### Tasks to perform
1. Answer these questions from the passage on self-compassion:
(a) At which university was the study on self-compassion and eating habits conducted?
(b) What book did Jean Fain write?
(c) According to Neff, what habit do people have to actively and consciously develop?
2. How would you render this sentence from the passage on self-compassion in Spanish: "Most plans revolve around self-discipline, deprivation, and neglect."?
----- Given passage -----
There is research to support these kinds of exercises. Parker-Pope cites a study conducted at Wake Forest University that found that even a minor self-compassion intervention could influence eating habits. Using different instructions the researchers discovered that when dieting women ate “forbidden foods” such as a donut, the women who were not self-compassionate ended up engaged in what was called “emotional” eating, while those who were more self-compassionate gave themselves permission to enjoy the sweets offered during the study and did not overeat.
Jean Fain a psychotherapist at Harvard Medical School and author of The Self-Compassionate Diet, asserts, “Self-compassion is the missing ingredient in every diet and weight-loss plan. Most plans revolve around self-discipline, deprivation, and neglect.”
Neff observes that the study of self-compassion is a relatively new field and she is just beginning a study to assess whether teaching self-compassion can lead to less stress, depression, and anxiety and to greater happiness and satisfaction.
As a therapist and someone who has written extensively about resilience, I am well aware of the challenges in changing negative scripts. There is no quick cure. Neff agrees, noting, “The problem is that it’s hard to unlearn habits of a lifetime. People have to actively and consciously develop the habit of self-compassion.”
A Few Questions to Consider
In ending, I would like to pose a few questions for you to consider as you reflect on the topics discussed in this month’s article:
“What do I typically tell myself when I make a mistake or don’t reach a goal?”
“When goals are not reached do I tend to back away from the challenge or instead do I engage in creating more realistic goals?’
“Do I have back-up plans but ones that do not fall in the category of self-fulfilling prophecies?”
“Do I recognize that mistakes and setbacks are not indicative of my being a failure but rather provide information for future success?”
----- Dataset records -----
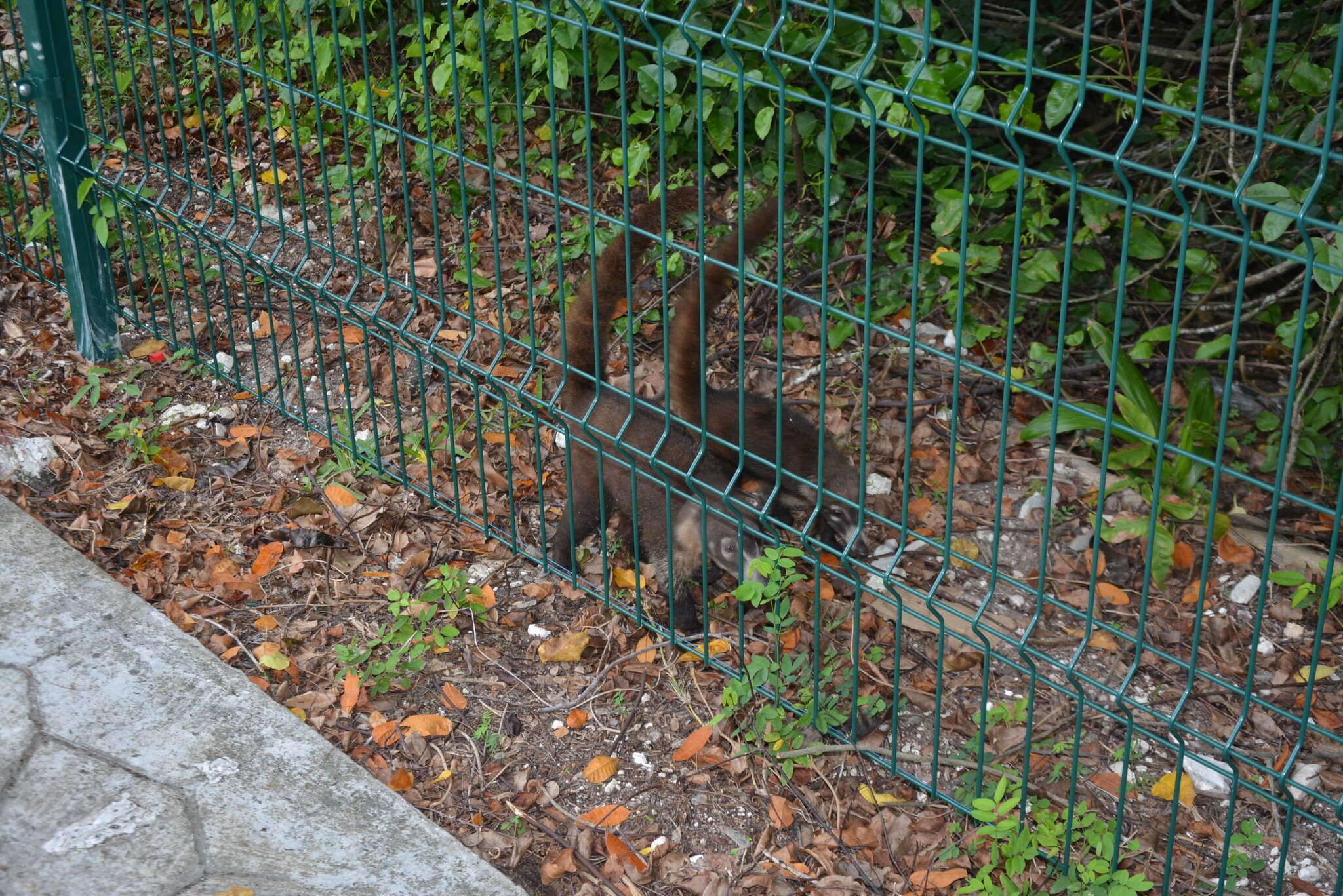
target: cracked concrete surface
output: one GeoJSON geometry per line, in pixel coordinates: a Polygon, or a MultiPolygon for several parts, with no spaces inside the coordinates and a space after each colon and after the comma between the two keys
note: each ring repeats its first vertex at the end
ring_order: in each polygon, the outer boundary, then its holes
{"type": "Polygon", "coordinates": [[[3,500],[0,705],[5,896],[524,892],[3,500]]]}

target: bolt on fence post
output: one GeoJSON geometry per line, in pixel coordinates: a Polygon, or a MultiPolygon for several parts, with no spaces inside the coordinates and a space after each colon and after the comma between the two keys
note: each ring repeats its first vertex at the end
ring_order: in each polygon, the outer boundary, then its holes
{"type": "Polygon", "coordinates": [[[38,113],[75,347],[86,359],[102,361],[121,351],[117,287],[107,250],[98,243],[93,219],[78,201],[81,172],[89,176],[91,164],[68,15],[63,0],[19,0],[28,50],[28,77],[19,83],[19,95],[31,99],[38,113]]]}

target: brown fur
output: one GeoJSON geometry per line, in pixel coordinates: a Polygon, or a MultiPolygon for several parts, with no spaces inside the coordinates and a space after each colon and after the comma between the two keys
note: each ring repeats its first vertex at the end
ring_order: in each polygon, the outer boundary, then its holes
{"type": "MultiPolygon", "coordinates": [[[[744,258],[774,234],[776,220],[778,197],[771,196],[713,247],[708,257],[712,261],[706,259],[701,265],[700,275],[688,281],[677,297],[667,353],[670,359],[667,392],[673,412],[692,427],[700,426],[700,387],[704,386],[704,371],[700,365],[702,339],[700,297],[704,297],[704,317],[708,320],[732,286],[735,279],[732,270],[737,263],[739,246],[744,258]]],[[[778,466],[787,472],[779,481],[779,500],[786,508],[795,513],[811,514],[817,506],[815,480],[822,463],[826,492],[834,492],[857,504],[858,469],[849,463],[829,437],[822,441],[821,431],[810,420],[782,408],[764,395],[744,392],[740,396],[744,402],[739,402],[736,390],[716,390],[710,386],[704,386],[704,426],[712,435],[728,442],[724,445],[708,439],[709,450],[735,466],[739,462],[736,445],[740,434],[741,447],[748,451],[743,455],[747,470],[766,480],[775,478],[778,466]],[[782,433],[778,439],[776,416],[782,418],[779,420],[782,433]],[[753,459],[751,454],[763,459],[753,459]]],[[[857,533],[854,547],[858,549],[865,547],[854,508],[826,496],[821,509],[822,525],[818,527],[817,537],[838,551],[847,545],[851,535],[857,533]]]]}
-----
### Results in order
1.
(a) Wake Forest University
(b) The Self-Compassionate Diet
(c) The habit of self-compassion

2. La mayoría de los planes giran en torno a la autodisciplina, la privación y el descuido.